— start of Dataset extract —
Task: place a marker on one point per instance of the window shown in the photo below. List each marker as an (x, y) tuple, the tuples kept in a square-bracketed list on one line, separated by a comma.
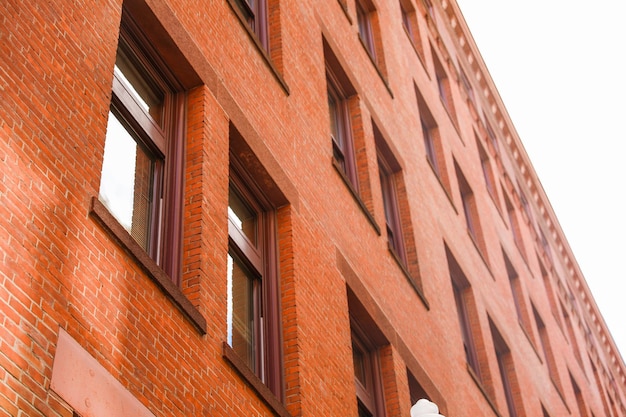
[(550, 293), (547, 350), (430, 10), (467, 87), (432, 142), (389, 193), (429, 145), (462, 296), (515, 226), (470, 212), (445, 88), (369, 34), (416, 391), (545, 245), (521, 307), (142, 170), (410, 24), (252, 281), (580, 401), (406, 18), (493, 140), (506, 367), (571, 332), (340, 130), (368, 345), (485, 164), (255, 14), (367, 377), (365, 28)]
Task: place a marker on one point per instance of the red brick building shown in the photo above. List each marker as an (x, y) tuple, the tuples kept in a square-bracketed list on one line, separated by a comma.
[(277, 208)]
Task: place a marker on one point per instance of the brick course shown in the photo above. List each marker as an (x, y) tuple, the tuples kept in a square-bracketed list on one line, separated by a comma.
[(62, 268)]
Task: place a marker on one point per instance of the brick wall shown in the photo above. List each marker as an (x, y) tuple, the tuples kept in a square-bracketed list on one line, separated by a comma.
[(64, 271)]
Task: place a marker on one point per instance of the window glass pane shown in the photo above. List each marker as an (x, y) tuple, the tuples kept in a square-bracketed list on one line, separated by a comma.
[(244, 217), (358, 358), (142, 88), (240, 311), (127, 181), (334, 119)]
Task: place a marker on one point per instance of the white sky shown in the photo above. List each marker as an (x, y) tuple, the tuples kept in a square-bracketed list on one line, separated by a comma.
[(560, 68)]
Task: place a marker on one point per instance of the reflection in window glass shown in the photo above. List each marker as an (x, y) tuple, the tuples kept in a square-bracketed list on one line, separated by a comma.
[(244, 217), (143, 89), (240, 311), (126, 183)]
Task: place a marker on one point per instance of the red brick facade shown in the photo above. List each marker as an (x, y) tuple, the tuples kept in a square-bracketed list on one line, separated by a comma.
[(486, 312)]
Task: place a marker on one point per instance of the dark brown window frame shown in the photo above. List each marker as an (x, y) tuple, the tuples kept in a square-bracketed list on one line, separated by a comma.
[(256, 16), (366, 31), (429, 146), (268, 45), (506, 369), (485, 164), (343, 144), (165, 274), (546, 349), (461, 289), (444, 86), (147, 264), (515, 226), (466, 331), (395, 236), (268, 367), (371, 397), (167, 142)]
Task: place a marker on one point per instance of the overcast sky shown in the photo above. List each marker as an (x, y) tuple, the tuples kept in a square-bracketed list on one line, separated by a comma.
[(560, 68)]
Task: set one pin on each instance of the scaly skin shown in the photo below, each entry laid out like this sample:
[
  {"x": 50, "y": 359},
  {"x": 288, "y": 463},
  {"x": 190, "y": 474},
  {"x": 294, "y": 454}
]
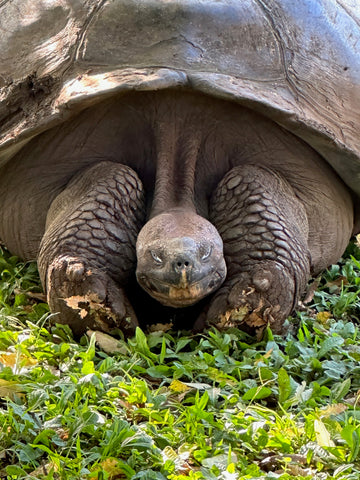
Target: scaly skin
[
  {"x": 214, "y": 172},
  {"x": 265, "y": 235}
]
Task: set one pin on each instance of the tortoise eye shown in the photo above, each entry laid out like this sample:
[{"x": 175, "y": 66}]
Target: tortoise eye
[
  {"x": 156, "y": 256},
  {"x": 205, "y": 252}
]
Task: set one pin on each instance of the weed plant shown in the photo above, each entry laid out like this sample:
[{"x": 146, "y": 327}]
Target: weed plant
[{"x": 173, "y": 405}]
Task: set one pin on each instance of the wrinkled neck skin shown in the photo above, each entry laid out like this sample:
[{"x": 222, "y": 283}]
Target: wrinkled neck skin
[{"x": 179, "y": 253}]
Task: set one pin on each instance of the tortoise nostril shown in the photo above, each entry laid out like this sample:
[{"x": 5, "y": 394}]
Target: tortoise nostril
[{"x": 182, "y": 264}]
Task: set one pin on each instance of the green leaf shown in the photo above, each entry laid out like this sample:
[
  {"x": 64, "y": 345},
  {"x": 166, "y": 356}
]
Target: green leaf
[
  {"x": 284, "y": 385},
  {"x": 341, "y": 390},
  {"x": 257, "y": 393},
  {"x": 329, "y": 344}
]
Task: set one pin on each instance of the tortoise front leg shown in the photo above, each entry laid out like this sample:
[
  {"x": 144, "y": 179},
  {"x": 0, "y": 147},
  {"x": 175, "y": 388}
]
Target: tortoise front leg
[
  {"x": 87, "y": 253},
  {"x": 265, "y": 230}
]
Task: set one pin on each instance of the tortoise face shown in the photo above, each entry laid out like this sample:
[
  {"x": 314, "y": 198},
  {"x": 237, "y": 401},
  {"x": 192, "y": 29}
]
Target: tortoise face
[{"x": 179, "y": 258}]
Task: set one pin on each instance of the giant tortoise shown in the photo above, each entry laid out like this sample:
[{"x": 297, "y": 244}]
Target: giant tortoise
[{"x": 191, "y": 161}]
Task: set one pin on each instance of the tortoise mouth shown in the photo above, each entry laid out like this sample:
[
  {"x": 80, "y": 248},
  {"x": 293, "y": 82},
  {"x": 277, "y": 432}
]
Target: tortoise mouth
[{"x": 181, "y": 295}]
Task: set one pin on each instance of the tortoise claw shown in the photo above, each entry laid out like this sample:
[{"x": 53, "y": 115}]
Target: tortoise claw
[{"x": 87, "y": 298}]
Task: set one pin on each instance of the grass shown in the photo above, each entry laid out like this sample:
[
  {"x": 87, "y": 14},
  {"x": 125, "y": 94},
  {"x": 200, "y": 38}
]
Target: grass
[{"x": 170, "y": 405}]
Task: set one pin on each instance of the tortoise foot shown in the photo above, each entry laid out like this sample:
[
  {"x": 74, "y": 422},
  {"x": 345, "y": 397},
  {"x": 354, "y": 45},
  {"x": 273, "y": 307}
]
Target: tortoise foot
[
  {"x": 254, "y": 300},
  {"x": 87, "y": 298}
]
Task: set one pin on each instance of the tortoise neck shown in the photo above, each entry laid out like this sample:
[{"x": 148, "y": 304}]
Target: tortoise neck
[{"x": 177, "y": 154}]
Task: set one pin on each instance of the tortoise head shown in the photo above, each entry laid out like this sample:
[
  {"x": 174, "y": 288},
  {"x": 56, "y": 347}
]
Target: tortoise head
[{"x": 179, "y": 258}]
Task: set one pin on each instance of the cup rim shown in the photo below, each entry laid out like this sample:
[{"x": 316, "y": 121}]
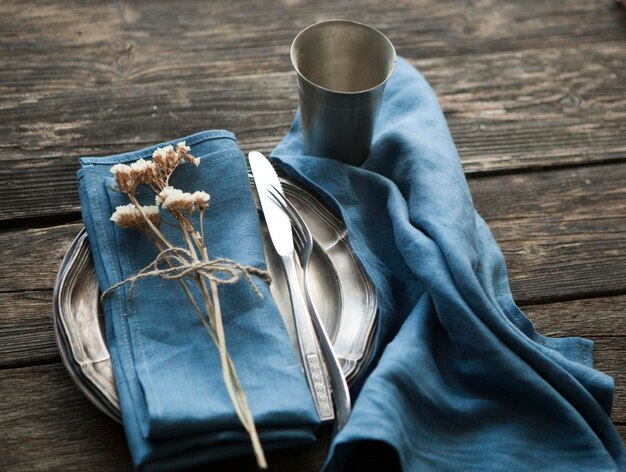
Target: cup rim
— end of Dataset extract —
__Written request__: Rescale the stretch of the records from the line containing "red brick facade" through the line containing "[(486, 312)]". Give both lines again, keeping the request unchanged but multiplying every coordinate in the answer by 1.45 and rounding each to a whole number, with halves rounded up, and include no other lines.

__Written reply__:
Task: place a marker on one point per instance of the red brick facade shown in the photo above. List each marker as an (x, y) tuple, the tuples kept in a square-bracketed list on one line, separated by a comma.
[(705, 452)]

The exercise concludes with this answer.